**Passage for review:**
=-=-=-=-=
Mountaineers celebrate score

Appalachian State head coach Shawn Clark is eager to field a Mountaineer team that returns 10 starters on offense, including wide receiver Thomas Hennigan (5) and quarterback Zac Thomas.

BOONE — Although App State continues to seek fill-in opponents for the open dates on its 2020 schedule, a home football game is not planned to be held at Kidd Brewer Stadium on Sept. 5, Athletics spokesperson Joey Jones confirmed.

Among the COVID-19 restrictions that are in place as part of the state’s Phase 2 reopening plan — which Gov. Roy Cooper last week extended until Sept. 11 — is a ban on outdoor gatherings of more than 25 people.

“While our scheduling remains fluid, we are not currently planning on playing a home football game on Sept. 5,” Jones said.

App State’s scheduled home-opener has been uncertain since July 16, when opponent Morgan State’s conference, the MEAC, announced that all fall athletics have been suspended due to COVID-19.

By contrast, the Mountaineers’ conference, the Sun Belt, announced on Aug. 4 that it plans to proceed with its football season beginning Labor Day weekend, and that members will play eight conference games with up to four non-conference games allowed.

App State Athletics leaders have continued to say that the department is actively pursuing new opponents for all of this year’s non-conference games that have been altered to date. Those include the Sept. 5 game, the Sept. 11 game at Wake Forest and the Sept. 19 game at Wisconsin.

On July 28, a Yosef Club email indicated that App State is planning to host home football games and other sporting events on campus this fall. The email stated that game day coordinators were modeling scenarios for seating capacity with social distancing, and that priorities for seating will be App State students and season ticket holders.

Appalachian State head coach Shawn Clark is eager to field a Mountaineer team that returns 10 starters on offense, seven starters on defense and all three specialists — regardless of how many fans are in the stands.

“We’d love to have a full-capacity stadium, but we might not,” Clark said during an Aug. 6 interview with reporters. “The one thing about football, I think it’s the greatest game on Planet Earth. If you can’t get excited to play football, then you don’t deserve to be in a college football locker room.”
=-=-=-=-=
**Required work:**
[1] Write out the passage of the article on App State's football schedule between "Mountaineers celebrate score" and "than 25 people.", inclusive.
[2] According to the article on App State's football schedule, on what date did the Sun Belt announce that it plans to proceed with its football season?
=-=-=-=-=
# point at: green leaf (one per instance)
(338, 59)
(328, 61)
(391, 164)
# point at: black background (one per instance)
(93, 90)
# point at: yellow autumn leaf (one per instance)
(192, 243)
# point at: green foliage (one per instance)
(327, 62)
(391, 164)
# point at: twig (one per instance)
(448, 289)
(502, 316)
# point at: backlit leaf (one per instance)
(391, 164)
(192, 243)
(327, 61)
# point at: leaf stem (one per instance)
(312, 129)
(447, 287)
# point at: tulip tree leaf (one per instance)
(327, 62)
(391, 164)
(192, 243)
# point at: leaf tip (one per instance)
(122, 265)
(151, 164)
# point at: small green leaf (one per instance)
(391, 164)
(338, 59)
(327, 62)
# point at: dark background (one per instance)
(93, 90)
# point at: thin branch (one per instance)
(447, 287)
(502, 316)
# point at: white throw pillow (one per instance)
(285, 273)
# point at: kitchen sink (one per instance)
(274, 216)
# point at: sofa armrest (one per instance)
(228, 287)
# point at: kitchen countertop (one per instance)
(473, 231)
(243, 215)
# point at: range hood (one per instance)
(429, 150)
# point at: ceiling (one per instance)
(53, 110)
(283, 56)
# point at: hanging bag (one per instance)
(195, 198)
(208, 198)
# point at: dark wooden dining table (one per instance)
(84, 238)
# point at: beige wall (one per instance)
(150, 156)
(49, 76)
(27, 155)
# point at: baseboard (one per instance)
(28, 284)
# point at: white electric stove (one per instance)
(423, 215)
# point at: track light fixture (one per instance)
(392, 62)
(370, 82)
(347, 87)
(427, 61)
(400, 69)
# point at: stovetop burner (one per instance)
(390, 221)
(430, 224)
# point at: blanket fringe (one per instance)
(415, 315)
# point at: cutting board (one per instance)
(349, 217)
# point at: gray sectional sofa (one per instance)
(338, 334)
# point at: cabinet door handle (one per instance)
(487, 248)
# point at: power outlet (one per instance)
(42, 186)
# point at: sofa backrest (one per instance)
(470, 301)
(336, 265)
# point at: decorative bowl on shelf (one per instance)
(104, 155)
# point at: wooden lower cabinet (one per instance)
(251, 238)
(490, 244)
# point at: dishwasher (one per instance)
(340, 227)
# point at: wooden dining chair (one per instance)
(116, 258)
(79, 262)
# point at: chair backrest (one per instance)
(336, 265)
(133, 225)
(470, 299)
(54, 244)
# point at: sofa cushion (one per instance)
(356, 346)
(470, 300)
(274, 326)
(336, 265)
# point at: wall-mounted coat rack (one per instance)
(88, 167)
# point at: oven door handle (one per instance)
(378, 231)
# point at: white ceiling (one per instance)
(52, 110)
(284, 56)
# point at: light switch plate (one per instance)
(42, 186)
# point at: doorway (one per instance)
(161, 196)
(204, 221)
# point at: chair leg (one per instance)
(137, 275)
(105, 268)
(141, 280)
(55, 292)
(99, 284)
=-=-=-=-=
**Task responses:**
[1]
Mountaineers celebrate score

Appalachian State head coach Shawn Clark is eager to field a Mountaineer team that returns 10 starters on offense, including wide receiver Thomas Hennigan (5) and quarterback Zac Thomas.

BOONE — Although App State continues to seek fill-in opponents for the open dates on its 2020 schedule, a home football game is not planned to be held at Kidd Brewer Stadium on Sept. 5, Athletics spokesperson Joey Jones confirmed.

Among the COVID-19 restrictions that are in place as part of the state’s Phase 2 reopening plan — which Gov. Roy Cooper last week extended until Sept. 11 — is a ban on outdoor gatherings of more than 25 people.

[2] Aug. 4